**Short task:**
Lay out these lines as a numbered list, leaving out any blank lines.

[Stored dataset items]
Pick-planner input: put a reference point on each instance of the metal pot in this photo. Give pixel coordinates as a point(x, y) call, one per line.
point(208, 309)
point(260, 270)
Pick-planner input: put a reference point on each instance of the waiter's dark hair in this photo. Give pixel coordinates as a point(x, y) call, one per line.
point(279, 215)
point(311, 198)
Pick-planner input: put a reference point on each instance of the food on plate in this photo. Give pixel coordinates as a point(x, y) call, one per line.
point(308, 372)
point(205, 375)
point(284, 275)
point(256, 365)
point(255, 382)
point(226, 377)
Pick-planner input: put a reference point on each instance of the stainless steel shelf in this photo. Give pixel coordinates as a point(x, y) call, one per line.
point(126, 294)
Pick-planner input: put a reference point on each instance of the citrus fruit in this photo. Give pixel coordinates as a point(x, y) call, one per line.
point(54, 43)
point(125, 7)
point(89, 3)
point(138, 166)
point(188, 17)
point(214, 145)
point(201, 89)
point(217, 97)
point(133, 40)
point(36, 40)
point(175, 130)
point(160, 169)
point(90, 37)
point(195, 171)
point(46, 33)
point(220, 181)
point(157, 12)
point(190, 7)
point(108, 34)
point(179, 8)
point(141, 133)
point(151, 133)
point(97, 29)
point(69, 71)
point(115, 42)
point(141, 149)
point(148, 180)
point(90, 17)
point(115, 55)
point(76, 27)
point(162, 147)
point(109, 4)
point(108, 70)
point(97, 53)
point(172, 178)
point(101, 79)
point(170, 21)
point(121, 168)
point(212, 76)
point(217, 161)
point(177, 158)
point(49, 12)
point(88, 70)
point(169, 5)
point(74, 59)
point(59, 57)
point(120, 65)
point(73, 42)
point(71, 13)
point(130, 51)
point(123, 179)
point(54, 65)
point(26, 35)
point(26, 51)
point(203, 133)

**Output:**
1. Pick-planner input: put a reference point on each instance of the metal pot in this photo. Give pixel coordinates as a point(x, y) call, one per line.
2. point(208, 309)
3. point(260, 270)
4. Pick-planner input: put a reference point on each instance of the waiter's dark hair in this photo. Give pixel coordinates as a point(x, y) call, one per line.
5. point(279, 215)
6. point(311, 198)
7. Pick-planner input: put a reference point on each instance of the food on plate in this photo. Give pixel coordinates as a point(x, y) call, one per line.
8. point(308, 372)
9. point(205, 375)
10. point(284, 275)
11. point(256, 365)
12. point(255, 382)
13. point(226, 377)
14. Pick-planner input: put a reference point on each instance of the stainless steel shelf in this photo. Give pixel coordinates as a point(x, y) call, one per line.
15. point(126, 294)
16. Pick-planner input: put a reference point on each instance of the citrus fruit in this photo. Give pixel coordinates as a point(x, y) call, one per line.
17. point(54, 43)
18. point(125, 7)
19. point(89, 3)
20. point(138, 166)
21. point(188, 17)
22. point(214, 145)
23. point(201, 89)
24. point(217, 97)
25. point(133, 40)
26. point(36, 40)
27. point(175, 130)
28. point(160, 169)
29. point(90, 37)
30. point(195, 171)
31. point(46, 33)
32. point(220, 181)
33. point(157, 12)
34. point(190, 7)
35. point(108, 34)
36. point(179, 8)
37. point(141, 133)
38. point(151, 133)
39. point(97, 29)
40. point(69, 71)
41. point(115, 42)
42. point(141, 149)
43. point(148, 180)
44. point(90, 17)
45. point(115, 55)
46. point(76, 27)
47. point(162, 147)
48. point(109, 4)
49. point(108, 70)
50. point(97, 53)
51. point(172, 178)
52. point(101, 79)
53. point(170, 21)
54. point(121, 168)
55. point(212, 76)
56. point(217, 161)
57. point(177, 158)
58. point(49, 12)
59. point(88, 70)
60. point(169, 5)
61. point(74, 59)
62. point(59, 57)
63. point(120, 65)
64. point(73, 42)
65. point(71, 13)
66. point(130, 51)
67. point(123, 179)
68. point(54, 65)
69. point(26, 35)
70. point(26, 51)
71. point(203, 133)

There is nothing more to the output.